* **PAGE EXTRACT**
=== Begin Enclosure ===

She said: "Adoption is a long and daunting journey but I would encourage anyone thinking about it to contact Adoption Now and find out more. You get so much support and training and ultimately it makes dreams come true for everyone involved."
Nicola told how she first started looking into adoption in 2012.
She said: "Applying to adopt is a long and sometimes intrusive process but that's how it should be to ensure this is the right thing for you. It's also only fair on the children, who have already had lots of upheaval and disruption in their young lives and need stability. However you get a lot of support through the process and beyond and it really helps to prepare you, helping you to understand why you want to adopt and how you will cope with any challenges. My husband initially had reservations about adoption but the application process actually made him realise this was right for us rather than putting him off."
The couple first saw their two boys at an adoption ‘activity day' in July 2013, where prospective adopters get a chance to meet and play with children waiting for adoption.
Nicola said: "Although I wasn't sure I was comfortable with the idea of this we agreed to give it a go. We had always wanted to adopt siblings and I thought I wanted to adopt girls – this is common and all the adopters were stood around the few girls at the event as if they were the glittering prize.
"Then two little boys dressed as Winnie the Pooh and Tigger came whizzing past us and we ended up playing with them for ages. Something about them just felt right."
The couple expressed an interest in the two brothers, then aged four and two, and the next stage in the matching process began. During this period they were given more information on the boys - including their backgrounds, likes and dislikes and photographs.
The adoption was approved by a panel two months later and the introduction process started with daily visits – first at the boys' foster home and then later at the couple's home. Ten days later the boys moved in for good.
Nicola said: "The night before we picked them up to bring them home was both exciting and daunting. Picking them up was emotional on so many counts – you feel like you are taking them away from everything they have known and loved but also you know this is the right thing for them in the long term and the start of a new life for all of us.
"They were both different in how they settled - one kicked his shoes off and settled in straight away while the other took a little longer. There were ups and downs but that's family life and we very quickly began to fit together."

=== End Enclosure ===

* **DATA**

=== Begin Enclosure ===

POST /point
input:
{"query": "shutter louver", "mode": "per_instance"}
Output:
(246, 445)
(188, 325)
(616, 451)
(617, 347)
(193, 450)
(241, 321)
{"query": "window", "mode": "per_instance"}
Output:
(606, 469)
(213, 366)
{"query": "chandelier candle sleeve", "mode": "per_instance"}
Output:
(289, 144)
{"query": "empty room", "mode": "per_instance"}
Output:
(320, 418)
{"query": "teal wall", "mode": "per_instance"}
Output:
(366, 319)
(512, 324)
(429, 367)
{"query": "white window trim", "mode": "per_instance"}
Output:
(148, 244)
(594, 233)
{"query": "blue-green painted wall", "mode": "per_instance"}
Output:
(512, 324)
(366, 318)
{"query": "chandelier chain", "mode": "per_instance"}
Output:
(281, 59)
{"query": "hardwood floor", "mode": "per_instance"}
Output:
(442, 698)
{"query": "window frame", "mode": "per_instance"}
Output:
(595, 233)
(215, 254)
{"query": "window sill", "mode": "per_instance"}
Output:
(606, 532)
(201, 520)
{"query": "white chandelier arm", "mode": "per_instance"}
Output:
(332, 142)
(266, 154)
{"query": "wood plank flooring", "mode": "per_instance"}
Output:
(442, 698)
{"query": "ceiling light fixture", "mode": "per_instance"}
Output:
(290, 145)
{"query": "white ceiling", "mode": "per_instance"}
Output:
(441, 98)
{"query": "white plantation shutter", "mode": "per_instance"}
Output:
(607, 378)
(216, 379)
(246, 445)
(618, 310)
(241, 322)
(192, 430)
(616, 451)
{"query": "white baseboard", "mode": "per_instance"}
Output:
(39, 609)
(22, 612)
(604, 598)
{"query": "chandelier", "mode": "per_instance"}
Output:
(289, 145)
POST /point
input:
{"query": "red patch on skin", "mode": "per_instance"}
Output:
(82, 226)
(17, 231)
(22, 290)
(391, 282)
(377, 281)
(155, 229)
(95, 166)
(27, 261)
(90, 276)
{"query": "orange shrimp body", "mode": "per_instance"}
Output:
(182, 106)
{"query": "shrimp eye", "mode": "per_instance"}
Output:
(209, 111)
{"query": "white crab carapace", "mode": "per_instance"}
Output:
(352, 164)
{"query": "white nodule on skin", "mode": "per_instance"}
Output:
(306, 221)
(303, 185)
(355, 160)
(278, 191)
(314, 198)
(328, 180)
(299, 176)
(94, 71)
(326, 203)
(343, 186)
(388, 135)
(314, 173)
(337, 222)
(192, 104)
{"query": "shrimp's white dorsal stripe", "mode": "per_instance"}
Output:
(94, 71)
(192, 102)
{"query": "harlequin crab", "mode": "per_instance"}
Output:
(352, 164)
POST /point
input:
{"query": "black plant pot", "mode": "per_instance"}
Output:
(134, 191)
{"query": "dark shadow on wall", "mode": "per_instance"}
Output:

=== End Enclosure ===

* **REQUIRED ACTION 1**
Write out the passage of the adoption story, starting with "The couple expressed" and going on through "dislikes and photographs.".
* **REQUIRED ACTION 2**
Continue the account of Nicola's adoption from where it stops.

* **TASK ANSWER 1**
The couple expressed an interest in the two brothers, then aged four and two, and the next stage in the matching process began. During this period they were given more information on the boys - including their backgrounds, likes and dislikes and photographs.

* **TASK ANSWER 2**
Nicola describes the golden moment when she knew she finally had the family she had always dreamed about: "There was one day when we were in the Lake District on our first family holiday together and one of them said ‘this is the best day of my life mummy'. We had also just recently had the court adoption order come through and this felt like the icing on the cake – they were ours, they were happy and we could all finally relax."
She added: "It's really heartwarming when you start seeing them pick up your little traits – whether it's the way you walk or the things you say. We see aspects of our own personalities in both of them too. It's the old nature versus nurture argument but there's an undeniable sense of belonging between us all."
Nicola is open with both boys about the fact they are adopted and keeps in touch with their birth parents through ‘letterbox contact'.
She said: "We write to their birth parents once a year and I think this is really important for everyone involved. I think it's crucial that you are open about their adoption – it's part of their life story. Some adoptive parents are wary of this but it's better for it to feel normal to the children rather than it be another bombshell for them to face when they are older."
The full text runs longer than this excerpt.